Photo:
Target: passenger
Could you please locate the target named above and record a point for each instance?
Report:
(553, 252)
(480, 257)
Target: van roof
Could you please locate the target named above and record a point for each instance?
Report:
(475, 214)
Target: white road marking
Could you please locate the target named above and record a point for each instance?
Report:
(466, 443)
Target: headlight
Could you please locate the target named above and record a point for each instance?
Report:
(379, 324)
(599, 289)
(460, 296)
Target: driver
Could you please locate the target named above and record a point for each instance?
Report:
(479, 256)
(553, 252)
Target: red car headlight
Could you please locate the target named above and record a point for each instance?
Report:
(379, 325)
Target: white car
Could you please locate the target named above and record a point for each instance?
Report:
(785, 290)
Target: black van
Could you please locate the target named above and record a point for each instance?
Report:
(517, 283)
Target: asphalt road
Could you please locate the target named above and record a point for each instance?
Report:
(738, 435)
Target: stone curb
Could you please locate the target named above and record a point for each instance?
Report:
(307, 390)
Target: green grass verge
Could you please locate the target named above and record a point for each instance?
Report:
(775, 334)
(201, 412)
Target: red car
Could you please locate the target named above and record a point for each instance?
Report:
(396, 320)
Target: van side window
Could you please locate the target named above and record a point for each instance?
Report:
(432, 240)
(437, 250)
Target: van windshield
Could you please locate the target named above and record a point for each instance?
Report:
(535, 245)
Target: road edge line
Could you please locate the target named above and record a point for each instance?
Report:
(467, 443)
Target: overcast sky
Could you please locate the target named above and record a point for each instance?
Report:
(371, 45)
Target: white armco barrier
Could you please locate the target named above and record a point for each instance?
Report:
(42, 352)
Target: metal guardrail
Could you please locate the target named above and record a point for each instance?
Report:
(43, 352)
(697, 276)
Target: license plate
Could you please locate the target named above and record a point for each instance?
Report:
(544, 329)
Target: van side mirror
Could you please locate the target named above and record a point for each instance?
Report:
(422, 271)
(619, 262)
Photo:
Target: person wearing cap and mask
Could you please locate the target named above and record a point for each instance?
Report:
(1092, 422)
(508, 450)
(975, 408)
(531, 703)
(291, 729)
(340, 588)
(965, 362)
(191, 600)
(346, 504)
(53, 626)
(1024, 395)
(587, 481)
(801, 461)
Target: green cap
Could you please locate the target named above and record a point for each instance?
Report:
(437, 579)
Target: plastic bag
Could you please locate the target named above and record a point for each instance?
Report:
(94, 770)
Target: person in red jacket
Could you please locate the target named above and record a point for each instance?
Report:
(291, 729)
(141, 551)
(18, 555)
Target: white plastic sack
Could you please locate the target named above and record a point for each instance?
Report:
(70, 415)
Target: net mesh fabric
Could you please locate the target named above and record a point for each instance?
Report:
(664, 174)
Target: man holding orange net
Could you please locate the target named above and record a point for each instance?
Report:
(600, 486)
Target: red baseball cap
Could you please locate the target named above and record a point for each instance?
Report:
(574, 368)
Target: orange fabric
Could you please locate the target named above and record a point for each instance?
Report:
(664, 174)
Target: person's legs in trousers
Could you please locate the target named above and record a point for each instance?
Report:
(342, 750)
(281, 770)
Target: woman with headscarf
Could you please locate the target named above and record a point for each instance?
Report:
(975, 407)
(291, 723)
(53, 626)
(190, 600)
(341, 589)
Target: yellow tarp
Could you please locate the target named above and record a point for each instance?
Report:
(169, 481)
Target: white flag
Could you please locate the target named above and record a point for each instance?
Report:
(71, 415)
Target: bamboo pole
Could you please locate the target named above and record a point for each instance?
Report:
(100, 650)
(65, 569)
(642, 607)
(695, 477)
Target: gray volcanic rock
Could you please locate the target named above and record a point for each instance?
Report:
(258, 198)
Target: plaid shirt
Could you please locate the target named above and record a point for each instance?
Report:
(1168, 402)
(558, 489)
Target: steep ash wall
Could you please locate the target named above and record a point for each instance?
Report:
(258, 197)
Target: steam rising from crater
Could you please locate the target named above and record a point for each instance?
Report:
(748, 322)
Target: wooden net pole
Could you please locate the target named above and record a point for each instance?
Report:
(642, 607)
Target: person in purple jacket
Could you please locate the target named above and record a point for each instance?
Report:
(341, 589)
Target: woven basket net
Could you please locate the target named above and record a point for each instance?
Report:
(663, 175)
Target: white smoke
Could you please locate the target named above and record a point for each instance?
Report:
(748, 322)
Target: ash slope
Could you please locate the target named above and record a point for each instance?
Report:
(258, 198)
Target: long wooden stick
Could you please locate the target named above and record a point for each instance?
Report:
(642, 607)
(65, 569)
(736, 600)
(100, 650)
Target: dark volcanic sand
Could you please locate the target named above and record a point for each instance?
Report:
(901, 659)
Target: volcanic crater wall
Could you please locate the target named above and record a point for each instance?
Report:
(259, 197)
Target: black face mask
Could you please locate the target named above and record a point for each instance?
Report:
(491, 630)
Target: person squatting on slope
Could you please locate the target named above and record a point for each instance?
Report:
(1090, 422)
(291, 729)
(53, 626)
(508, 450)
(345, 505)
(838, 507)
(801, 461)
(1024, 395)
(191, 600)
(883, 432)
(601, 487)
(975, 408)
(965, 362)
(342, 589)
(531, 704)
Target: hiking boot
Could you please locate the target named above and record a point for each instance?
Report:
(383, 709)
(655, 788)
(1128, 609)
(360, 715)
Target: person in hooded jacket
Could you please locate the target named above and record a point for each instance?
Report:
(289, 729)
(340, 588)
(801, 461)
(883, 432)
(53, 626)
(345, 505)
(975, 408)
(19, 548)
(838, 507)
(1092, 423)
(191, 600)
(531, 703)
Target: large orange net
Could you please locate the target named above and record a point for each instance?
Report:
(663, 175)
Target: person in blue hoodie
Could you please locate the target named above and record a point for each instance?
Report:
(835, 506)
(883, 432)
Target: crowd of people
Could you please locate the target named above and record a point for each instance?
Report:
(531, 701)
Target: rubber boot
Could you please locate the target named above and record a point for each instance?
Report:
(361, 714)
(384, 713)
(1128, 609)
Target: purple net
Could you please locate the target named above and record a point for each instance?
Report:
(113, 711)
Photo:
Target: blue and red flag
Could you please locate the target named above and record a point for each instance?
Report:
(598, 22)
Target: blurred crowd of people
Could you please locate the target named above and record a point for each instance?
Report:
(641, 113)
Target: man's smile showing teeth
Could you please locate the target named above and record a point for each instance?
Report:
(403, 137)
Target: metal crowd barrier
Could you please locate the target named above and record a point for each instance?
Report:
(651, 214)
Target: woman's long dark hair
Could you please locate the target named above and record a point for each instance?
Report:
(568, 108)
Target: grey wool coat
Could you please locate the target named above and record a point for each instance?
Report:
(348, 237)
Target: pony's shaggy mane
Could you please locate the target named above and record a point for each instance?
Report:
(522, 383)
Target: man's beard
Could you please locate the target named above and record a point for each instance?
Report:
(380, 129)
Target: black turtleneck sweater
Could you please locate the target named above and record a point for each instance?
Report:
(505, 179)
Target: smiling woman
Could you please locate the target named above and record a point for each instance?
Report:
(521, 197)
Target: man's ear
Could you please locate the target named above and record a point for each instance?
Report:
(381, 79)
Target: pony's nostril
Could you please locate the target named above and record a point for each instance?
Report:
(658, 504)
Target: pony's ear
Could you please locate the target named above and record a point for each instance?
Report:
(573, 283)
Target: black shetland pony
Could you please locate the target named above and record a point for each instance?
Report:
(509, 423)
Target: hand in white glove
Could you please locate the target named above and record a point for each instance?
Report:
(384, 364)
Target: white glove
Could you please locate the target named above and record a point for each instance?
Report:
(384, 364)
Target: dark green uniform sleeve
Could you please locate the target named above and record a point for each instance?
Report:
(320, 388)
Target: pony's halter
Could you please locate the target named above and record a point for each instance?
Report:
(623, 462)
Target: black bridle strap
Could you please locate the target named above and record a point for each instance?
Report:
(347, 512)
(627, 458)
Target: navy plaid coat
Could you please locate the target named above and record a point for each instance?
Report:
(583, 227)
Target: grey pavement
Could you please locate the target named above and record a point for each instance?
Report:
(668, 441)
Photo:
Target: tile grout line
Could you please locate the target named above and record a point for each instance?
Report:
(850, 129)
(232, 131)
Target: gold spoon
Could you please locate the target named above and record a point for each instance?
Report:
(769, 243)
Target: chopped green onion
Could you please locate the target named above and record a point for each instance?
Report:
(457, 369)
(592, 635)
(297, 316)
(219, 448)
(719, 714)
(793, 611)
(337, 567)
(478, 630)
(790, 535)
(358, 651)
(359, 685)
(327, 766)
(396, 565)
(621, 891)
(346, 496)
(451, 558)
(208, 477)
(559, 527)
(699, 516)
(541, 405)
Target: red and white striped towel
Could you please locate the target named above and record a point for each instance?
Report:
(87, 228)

■ ■ ■ ■

> **PROBLEM DESCRIPTION**:
All lines from the one containing "Target: pony's halter" through the end of the records, both ends included, are to be quoted exactly; please add nothing else.

> **OUTPUT**:
Target: pony's halter
Could you please locate the target named above and record a point for each instance?
Report:
(623, 462)
Target: black bridle strap
Could you please locate the target named above and record a point for each instance?
Report:
(347, 512)
(627, 458)
Target: navy plaid coat
Could you please locate the target named above and record a point for each instance?
Report:
(583, 227)
Target: grey pavement
Could you please locate the target named above and record a point for each instance?
Report:
(668, 441)
Photo:
Target: tile grout line
Could you please locate the target named above and record a point for each instance?
Report:
(850, 129)
(232, 131)
Target: gold spoon
Could you please locate the target named above and record a point for each instance?
Report:
(769, 243)
Target: chopped green onion
Could you please locate the target named above and record a point for each instance?
Report:
(457, 369)
(592, 635)
(297, 316)
(219, 448)
(719, 714)
(793, 611)
(337, 567)
(478, 630)
(790, 535)
(358, 651)
(359, 685)
(327, 766)
(396, 565)
(621, 891)
(346, 496)
(451, 558)
(208, 477)
(559, 527)
(699, 516)
(541, 405)
Target: red and white striped towel
Could you please locate the target named above and record a point for each instance?
Report:
(87, 228)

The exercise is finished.